EXERCISES:
(1) List the methods that Bonham, in the news item about Harvard students and ISIS, says the terrorist organization uses to try to establish a caliphate.
(2) Proceed with the news item about Harvard students and ISIS, starting after its final sentence.

SOURCE TEXT:

★ ★ ★ ★ ★ ★ ★

Harvard Students Say that the US is a Bigger Threat to World Peace than ISIS

Photo of author

(Newswire.net — October 10, 2014)  — The video shows a group of students at Harvard campus interviewed by Campus Reform – a project of the Leadership Institute – on Saturday.

“As a Western civilization, we’re to blame for a lot of the problems that we’re facing now,” one student said during an interview. “I don’t think anyone would argue that we didn’t create the problem of ISIS, ourselves.”

Most of the other students agreed that ISIS is the product of a series actions the US performed in the past and it would not exist if US didn’t protect national interests on Middle East.  

“American imperialism and our protection of oil interests in the Middle East are destabilizing the region and allowing groups like ISIS to gain power,” said another student.

Students in a video that went viral were interviewed by Caleb Bonham, editor of Campus Reform, who said that the students’ response is nothing new.

“This video demonstrates the absurdity behind the bash America fad,” Bonham told FoxNews.com. “Unfortunately, too many students think it is intellectual to try and piece together a reason why America is a greater threat than this terrorist organization trying to establish a caliphate through public executions, bombings and beheadings.” said Bonham.

★ ★ ★ ★ ★ ★ ★

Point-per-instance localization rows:
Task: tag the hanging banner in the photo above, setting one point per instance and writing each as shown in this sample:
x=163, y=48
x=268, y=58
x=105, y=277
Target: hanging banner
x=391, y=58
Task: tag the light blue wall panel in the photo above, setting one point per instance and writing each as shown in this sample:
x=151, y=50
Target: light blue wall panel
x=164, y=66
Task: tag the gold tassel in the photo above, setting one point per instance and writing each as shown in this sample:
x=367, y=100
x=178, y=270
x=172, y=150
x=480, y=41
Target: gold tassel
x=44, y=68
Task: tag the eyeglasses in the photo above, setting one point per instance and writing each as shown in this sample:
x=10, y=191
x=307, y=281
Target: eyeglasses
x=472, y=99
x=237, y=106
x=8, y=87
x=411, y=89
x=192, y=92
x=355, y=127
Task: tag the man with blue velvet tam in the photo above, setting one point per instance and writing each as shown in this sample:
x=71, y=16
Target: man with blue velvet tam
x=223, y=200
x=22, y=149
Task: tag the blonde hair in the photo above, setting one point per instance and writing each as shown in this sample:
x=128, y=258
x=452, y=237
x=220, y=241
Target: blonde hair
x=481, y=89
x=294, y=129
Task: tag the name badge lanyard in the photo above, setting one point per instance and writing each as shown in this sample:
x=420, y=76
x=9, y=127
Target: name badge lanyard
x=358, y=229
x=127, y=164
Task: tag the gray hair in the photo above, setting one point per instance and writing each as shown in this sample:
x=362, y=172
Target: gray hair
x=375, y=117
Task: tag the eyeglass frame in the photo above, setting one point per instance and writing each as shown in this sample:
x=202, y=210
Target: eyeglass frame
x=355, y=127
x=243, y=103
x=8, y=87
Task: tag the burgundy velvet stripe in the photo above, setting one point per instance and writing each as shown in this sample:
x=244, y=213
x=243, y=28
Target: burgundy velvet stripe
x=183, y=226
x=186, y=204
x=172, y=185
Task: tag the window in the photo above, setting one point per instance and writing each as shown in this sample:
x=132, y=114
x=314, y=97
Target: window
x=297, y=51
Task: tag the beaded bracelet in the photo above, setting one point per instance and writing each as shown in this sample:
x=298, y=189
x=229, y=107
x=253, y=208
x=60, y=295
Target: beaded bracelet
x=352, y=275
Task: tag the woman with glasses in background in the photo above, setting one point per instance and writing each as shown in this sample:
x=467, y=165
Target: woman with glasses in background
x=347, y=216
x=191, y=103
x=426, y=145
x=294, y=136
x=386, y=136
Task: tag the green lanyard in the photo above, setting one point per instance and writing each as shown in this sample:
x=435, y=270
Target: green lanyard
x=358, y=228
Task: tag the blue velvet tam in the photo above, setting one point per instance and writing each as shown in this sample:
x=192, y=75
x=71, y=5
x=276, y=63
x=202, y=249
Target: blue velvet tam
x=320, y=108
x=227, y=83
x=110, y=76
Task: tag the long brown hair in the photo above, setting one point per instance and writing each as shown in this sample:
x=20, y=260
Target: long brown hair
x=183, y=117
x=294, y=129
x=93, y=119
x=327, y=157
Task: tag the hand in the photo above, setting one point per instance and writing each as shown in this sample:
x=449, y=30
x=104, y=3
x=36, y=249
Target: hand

★ ★ ★ ★ ★ ★ ★

ANSWERS FOR THIS EXERCISE:
(1)
- Public executions
- Bombings
- Beheadings

(2)
The same argument was spoken in UN headquarters before mainstream media outlets could censor the speech made by the Argentine president Cristina Fernández de Kirchner at 69th General Assembly on September 24.

In unprecedented event, her speech was banned from live broadcast as she harshly criticized the US international policies.

She stated that ISIL terrorists were created by the CIA in Jordan in 2012 in order to destabilize the Syrian government.

The group went rogue, sent its members into neighboring Iraq in June and seized large parts of land there.

Uncensored video of the speech of Argentine president Fernández de Kirchner can be viewed on YouTube.

Campus Reform is popular site for college news, gathering student journalists who hold to objectivity, and public accountability, as said on their website.